> **WHAT IS ASKED**: Transcribe all the records with complete accuracy.

________________________

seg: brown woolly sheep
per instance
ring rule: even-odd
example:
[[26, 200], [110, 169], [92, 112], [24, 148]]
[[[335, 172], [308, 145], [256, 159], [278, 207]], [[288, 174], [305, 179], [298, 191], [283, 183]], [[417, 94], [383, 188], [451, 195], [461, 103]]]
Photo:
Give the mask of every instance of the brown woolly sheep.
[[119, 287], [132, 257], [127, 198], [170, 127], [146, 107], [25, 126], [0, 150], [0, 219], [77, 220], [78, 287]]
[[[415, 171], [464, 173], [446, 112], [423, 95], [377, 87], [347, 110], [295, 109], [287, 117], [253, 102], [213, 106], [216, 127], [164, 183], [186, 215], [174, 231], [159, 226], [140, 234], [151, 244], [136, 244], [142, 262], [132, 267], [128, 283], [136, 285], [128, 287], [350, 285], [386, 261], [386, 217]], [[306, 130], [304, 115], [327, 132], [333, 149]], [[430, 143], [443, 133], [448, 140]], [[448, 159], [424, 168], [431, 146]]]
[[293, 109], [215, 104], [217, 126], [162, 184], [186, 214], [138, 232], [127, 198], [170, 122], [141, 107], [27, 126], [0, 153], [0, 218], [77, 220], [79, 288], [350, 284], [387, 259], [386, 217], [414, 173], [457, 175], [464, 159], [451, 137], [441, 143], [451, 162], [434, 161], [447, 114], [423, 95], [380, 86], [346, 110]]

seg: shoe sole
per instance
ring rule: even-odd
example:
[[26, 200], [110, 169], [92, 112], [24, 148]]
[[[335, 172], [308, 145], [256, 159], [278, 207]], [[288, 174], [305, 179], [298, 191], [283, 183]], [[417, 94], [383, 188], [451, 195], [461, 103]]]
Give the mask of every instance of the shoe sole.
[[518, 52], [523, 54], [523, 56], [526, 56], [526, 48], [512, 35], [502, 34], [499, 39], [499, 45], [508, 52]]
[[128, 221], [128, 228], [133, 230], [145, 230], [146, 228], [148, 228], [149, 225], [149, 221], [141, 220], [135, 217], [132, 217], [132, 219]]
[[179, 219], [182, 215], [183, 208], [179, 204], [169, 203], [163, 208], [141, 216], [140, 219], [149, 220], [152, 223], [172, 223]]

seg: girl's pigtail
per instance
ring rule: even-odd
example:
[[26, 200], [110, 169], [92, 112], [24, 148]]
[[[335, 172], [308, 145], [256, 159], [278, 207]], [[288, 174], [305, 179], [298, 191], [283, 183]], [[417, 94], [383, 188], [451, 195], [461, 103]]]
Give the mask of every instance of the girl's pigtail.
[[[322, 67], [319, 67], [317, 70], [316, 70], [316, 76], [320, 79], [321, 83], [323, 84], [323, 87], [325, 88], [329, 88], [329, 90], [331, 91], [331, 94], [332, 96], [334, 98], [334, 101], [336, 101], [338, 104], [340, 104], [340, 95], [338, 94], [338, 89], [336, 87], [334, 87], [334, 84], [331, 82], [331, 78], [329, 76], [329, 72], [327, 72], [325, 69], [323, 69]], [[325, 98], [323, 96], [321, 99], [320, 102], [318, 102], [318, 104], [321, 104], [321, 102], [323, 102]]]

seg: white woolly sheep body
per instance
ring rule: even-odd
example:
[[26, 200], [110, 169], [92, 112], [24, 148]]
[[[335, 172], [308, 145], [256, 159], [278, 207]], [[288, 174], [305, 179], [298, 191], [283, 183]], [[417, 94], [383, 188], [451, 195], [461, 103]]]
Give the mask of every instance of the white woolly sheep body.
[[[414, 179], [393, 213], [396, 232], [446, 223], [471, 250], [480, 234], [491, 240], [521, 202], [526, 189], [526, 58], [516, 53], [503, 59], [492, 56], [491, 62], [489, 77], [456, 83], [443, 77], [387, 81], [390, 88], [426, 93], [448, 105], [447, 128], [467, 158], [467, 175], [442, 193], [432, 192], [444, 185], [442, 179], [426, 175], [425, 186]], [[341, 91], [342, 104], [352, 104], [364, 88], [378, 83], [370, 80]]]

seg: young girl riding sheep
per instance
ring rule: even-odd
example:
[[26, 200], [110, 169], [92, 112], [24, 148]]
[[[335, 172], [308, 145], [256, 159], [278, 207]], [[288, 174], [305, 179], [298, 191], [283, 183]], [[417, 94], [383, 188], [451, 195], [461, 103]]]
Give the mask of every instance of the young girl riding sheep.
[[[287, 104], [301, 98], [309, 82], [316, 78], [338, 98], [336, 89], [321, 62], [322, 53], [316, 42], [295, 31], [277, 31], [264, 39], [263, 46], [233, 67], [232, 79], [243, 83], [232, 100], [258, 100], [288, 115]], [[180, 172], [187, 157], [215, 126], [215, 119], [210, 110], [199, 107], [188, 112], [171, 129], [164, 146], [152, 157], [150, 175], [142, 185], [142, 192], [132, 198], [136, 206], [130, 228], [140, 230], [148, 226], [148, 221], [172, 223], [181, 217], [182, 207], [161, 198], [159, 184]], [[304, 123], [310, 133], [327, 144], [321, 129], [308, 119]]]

________________________

> **ANSWER FOR THIS EXERCISE**:
seg: brown woolly sheep
per instance
ring rule: even-odd
example:
[[26, 200], [110, 169], [92, 112], [24, 148]]
[[[335, 172], [308, 145], [256, 159], [278, 207]], [[288, 174], [305, 179], [298, 191], [283, 183]], [[417, 94], [383, 188], [451, 195], [461, 103]]]
Photo:
Give the mask of every instance of the brown woolly sheep.
[[119, 287], [132, 257], [127, 198], [170, 127], [146, 107], [25, 126], [0, 150], [0, 219], [77, 220], [78, 287]]
[[[415, 171], [464, 173], [446, 112], [423, 95], [377, 87], [347, 110], [295, 109], [287, 117], [253, 102], [213, 106], [216, 127], [164, 183], [186, 215], [174, 231], [159, 226], [140, 234], [151, 244], [136, 244], [142, 262], [132, 267], [128, 283], [136, 285], [128, 287], [350, 285], [386, 261], [386, 217]], [[306, 130], [304, 115], [327, 132], [333, 149]], [[430, 143], [443, 133], [448, 140]], [[448, 159], [424, 168], [431, 146]]]
[[293, 109], [215, 104], [217, 126], [162, 184], [186, 214], [138, 232], [127, 198], [170, 122], [141, 107], [27, 126], [0, 153], [0, 218], [77, 220], [79, 288], [350, 284], [387, 259], [386, 217], [414, 173], [457, 175], [464, 159], [451, 137], [441, 143], [451, 162], [434, 161], [447, 114], [423, 95], [380, 86], [346, 110]]

seg: shoe sole
per instance
ring rule: even-odd
example:
[[26, 200], [110, 169], [92, 112], [24, 148]]
[[[335, 172], [308, 145], [256, 159], [278, 207]], [[288, 174], [305, 179], [298, 191], [283, 183]], [[417, 94], [383, 188], [451, 195], [461, 103]]]
Give the mask of every instance of the shoe sole.
[[518, 52], [523, 54], [523, 56], [526, 56], [526, 48], [512, 35], [502, 34], [499, 39], [499, 45], [508, 52]]
[[128, 221], [128, 228], [133, 230], [145, 230], [146, 228], [148, 228], [149, 225], [149, 221], [141, 220], [135, 217], [132, 217], [132, 219]]
[[179, 219], [182, 215], [183, 208], [179, 204], [169, 203], [163, 208], [141, 216], [140, 219], [149, 220], [152, 223], [172, 223]]

seg: girl's pigtail
per instance
ring rule: even-odd
example:
[[26, 200], [110, 169], [92, 112], [24, 148]]
[[[335, 172], [308, 145], [256, 159], [278, 207]], [[288, 174], [305, 179], [298, 191], [283, 183]], [[417, 94], [383, 188], [451, 195], [461, 103]]]
Give the mask of every instance of the girl's pigtail.
[[[322, 67], [319, 67], [317, 70], [316, 70], [316, 76], [320, 79], [321, 83], [323, 84], [323, 87], [325, 88], [329, 88], [329, 90], [331, 91], [331, 94], [332, 96], [334, 98], [334, 101], [336, 101], [338, 104], [340, 104], [340, 95], [338, 94], [338, 89], [336, 87], [334, 87], [334, 84], [331, 82], [331, 78], [329, 76], [329, 72], [327, 72], [325, 69], [323, 69]], [[325, 98], [323, 96], [321, 99], [320, 102], [318, 102], [318, 104], [321, 104], [321, 102], [323, 102]]]

seg: white woolly sheep body
per instance
ring rule: even-odd
example:
[[26, 200], [110, 169], [92, 112], [24, 148]]
[[[335, 172], [308, 145], [256, 159], [278, 207]], [[288, 174], [305, 179], [298, 191], [283, 183]], [[417, 94], [383, 188], [451, 195], [461, 103]]]
Give the mask of every instance of the white woolly sheep body.
[[[414, 179], [393, 213], [396, 232], [446, 223], [471, 250], [480, 234], [491, 240], [521, 202], [526, 189], [526, 58], [516, 53], [503, 59], [492, 56], [491, 62], [489, 77], [456, 83], [443, 77], [387, 81], [390, 88], [426, 93], [448, 105], [447, 128], [467, 158], [467, 175], [442, 193], [432, 192], [444, 185], [442, 179], [426, 175], [425, 186]], [[341, 91], [342, 104], [352, 104], [364, 88], [378, 83], [370, 80]]]

seg: young girl riding sheep
per instance
ring rule: even-odd
example:
[[26, 200], [110, 169], [92, 112], [24, 148]]
[[[335, 172], [308, 145], [256, 159], [278, 207]], [[288, 174], [305, 179], [298, 191], [283, 183]], [[417, 94], [383, 188], [451, 195], [461, 103]]]
Give the mask of every instance of the young girl riding sheep.
[[[287, 104], [301, 98], [309, 82], [316, 78], [338, 98], [336, 89], [321, 62], [322, 53], [316, 42], [295, 31], [277, 31], [264, 39], [263, 46], [233, 67], [232, 79], [243, 83], [232, 100], [258, 100], [288, 115]], [[180, 172], [187, 157], [215, 126], [215, 119], [210, 110], [199, 107], [188, 112], [171, 129], [164, 146], [152, 157], [150, 175], [142, 185], [142, 192], [132, 198], [136, 206], [130, 228], [140, 230], [148, 226], [148, 221], [172, 223], [181, 217], [182, 207], [161, 198], [159, 184]], [[304, 123], [310, 133], [327, 144], [321, 129], [308, 119]]]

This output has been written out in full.